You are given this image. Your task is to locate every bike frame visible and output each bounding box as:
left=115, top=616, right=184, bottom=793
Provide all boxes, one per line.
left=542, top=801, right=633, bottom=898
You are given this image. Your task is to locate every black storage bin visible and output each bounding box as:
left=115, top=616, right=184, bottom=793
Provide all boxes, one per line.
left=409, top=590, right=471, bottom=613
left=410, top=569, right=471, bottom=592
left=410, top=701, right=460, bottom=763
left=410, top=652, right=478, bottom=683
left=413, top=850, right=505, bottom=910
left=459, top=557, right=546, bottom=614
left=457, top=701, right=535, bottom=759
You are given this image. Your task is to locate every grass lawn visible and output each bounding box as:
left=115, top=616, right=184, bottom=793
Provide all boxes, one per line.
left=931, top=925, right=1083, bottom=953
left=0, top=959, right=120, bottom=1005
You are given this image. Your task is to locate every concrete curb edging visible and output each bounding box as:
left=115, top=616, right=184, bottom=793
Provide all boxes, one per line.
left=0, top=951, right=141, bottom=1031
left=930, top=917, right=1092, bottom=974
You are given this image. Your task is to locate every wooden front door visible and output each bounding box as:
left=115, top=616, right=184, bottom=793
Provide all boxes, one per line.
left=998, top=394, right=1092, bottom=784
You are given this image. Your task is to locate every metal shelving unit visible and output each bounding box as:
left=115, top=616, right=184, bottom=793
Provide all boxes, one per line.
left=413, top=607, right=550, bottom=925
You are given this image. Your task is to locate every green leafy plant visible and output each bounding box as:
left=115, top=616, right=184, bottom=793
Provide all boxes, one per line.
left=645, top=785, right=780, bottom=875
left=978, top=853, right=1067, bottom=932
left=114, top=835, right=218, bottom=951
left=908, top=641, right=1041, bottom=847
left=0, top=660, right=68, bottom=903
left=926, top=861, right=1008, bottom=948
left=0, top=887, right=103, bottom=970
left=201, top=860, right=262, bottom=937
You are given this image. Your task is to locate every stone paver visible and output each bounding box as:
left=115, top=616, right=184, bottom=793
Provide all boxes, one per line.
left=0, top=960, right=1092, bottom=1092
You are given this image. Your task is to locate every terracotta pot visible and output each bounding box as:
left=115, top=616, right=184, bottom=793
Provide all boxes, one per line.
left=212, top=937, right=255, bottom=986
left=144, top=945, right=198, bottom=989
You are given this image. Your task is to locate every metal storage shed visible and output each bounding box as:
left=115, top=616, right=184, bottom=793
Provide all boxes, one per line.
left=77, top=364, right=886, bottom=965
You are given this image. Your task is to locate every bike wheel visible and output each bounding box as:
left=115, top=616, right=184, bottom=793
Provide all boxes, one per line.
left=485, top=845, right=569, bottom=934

◇ ◇ ◇ ◇ ◇ ◇ ◇

◆ What is needed:
Update every one of the entries above by replacing "one per line" with "each on a separate line", and leave every other word untouched.

◆ Worked solution:
You are given this image. Your task is to locate every bike frame visible and output each bounding box as:
left=115, top=616, right=184, bottom=793
Provide all boxes, each on a separate line.
left=542, top=801, right=633, bottom=898
You are given this image. Your task is to locate every black storage bin visible and output each bounding box as:
left=115, top=616, right=184, bottom=793
Provide all boxes, each on a separate line.
left=409, top=590, right=471, bottom=613
left=410, top=569, right=471, bottom=592
left=410, top=701, right=460, bottom=763
left=410, top=652, right=478, bottom=683
left=413, top=850, right=505, bottom=910
left=459, top=557, right=546, bottom=614
left=457, top=701, right=535, bottom=759
You are given this image. Your task is to locate every grass lawn visible and output each bounding box as:
left=115, top=616, right=184, bottom=793
Provide all boxes, each on a separate line.
left=931, top=925, right=1083, bottom=953
left=0, top=959, right=120, bottom=1005
You are given this image. Your task is to locate every concrete curb edging visible and output each bounding box as:
left=115, top=616, right=184, bottom=793
Provide all boxes, each on a separate line.
left=0, top=951, right=141, bottom=1031
left=930, top=917, right=1092, bottom=974
You are given this image. Your task is to locate every wooden front door visible and output each bounding box as:
left=115, top=616, right=184, bottom=793
Provide all boxes, each on a separate line.
left=998, top=394, right=1092, bottom=784
You are given this image. Your task is to locate every metal shelving unit visible and output each bounding box as:
left=115, top=616, right=184, bottom=793
Provide all boxes, each on a separate line.
left=413, top=607, right=550, bottom=925
You are given this image. Your task is to locate every green leafy plant visible and output each bounding box as:
left=115, top=616, right=184, bottom=793
Provide all boxes, each on a separate line.
left=645, top=785, right=780, bottom=875
left=978, top=853, right=1067, bottom=932
left=114, top=835, right=218, bottom=951
left=908, top=641, right=1041, bottom=847
left=0, top=660, right=68, bottom=903
left=926, top=861, right=1008, bottom=948
left=0, top=887, right=103, bottom=970
left=201, top=860, right=262, bottom=937
You are given this image. Your task is to locate every stone paver visible and output each bounding box as:
left=115, top=616, right=184, bottom=793
Provide all boxes, each on a separate line.
left=0, top=960, right=1092, bottom=1092
You are given this image. Your task is to locate every terracotta pot visible and output each bounding box as:
left=115, top=616, right=184, bottom=793
Provide all boxes, each on a separate line.
left=212, top=937, right=255, bottom=986
left=144, top=945, right=198, bottom=989
You are given this image. Your task is to locate every metal storage shed visible and output each bounding box as:
left=115, top=616, right=184, bottom=793
Provide all boxes, each on a separate line.
left=77, top=364, right=886, bottom=965
You are given this image. Your task is to locate every bike wheel visible and output each bounding box as:
left=115, top=616, right=184, bottom=793
Provide all boxes, each on a separate line.
left=485, top=845, right=569, bottom=934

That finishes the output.